Locate the line containing "light with a single point, one per instance.", then please write out that line and all the lines below it in the entries exactly.

***** SUPPLIED MATERIAL

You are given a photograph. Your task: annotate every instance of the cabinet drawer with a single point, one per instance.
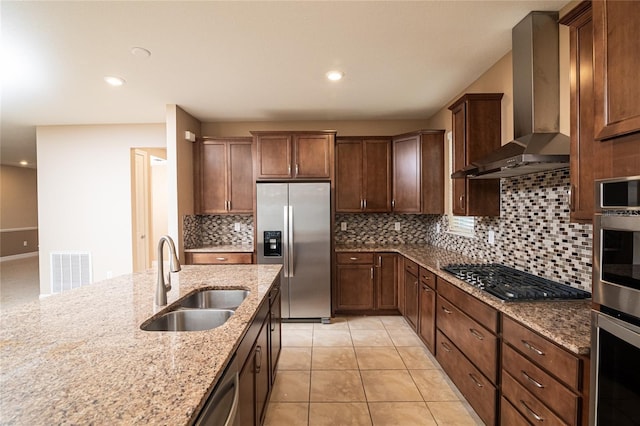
(475, 341)
(509, 416)
(543, 352)
(479, 311)
(478, 391)
(218, 258)
(355, 258)
(541, 385)
(411, 266)
(427, 277)
(529, 406)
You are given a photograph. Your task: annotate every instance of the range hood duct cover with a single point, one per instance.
(538, 144)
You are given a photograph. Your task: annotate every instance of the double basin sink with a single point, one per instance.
(202, 310)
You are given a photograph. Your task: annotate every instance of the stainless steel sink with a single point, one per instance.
(188, 320)
(214, 299)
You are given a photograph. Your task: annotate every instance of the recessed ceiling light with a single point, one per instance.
(335, 75)
(114, 81)
(140, 52)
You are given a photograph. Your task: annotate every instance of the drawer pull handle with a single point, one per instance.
(478, 384)
(258, 359)
(533, 413)
(476, 334)
(532, 348)
(535, 383)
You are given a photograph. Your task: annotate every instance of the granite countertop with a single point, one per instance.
(566, 323)
(226, 248)
(80, 357)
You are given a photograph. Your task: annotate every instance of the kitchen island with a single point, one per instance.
(80, 357)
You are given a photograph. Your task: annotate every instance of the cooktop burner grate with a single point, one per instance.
(509, 284)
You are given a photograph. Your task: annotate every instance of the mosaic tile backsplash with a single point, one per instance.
(209, 230)
(533, 232)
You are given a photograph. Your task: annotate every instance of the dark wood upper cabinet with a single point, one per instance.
(583, 145)
(476, 121)
(616, 64)
(363, 174)
(223, 176)
(294, 155)
(418, 172)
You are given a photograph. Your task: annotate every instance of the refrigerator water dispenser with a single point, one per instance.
(272, 243)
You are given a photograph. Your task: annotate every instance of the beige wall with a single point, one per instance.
(344, 128)
(499, 79)
(18, 211)
(180, 165)
(84, 193)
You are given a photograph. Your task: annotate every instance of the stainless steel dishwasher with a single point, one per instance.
(222, 405)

**********

# [TASK OUTPUT]
You are given a photograph. Your task: annotate every instance of the recessed ceiling light with a single point, one per instance.
(335, 75)
(114, 81)
(140, 52)
You are given a photograph. Your task: annotate every instance of the drawer pull handle with a single point, one per instance.
(478, 384)
(258, 359)
(533, 413)
(476, 334)
(532, 348)
(535, 383)
You are given a photograph. Your task: annotate every instance of the granite countertop with a single point, one per instance.
(566, 323)
(226, 248)
(80, 357)
You are given a photograph. Your task: annotate every instance of the kitchen island with a single point, one per instance.
(80, 357)
You are given a photograph. Your task: annotate every instance of the cooktop burner grate with a single point, one per instance.
(509, 284)
You are given a photograph. Your task: annotate every instance of the mosaic tile backsplash with a single point, one per instance.
(209, 230)
(533, 232)
You are given a photograph. Your task: annotate every instance of the dark wood upper cabinet with a single point, one per instance.
(583, 145)
(476, 121)
(616, 64)
(363, 174)
(223, 176)
(294, 155)
(418, 172)
You are given a photograph. Your task: annotate every instance of the refrigerator water dispenser with a single point, one per instance.
(272, 243)
You are given a photograph. Your task: annotate every instance of the beige wall with a single point, one per instance.
(344, 128)
(499, 79)
(18, 211)
(180, 165)
(84, 193)
You are given a photograph. Your task: annotate every instance of the stainless steel dishwasher with a single point, one per instance.
(222, 405)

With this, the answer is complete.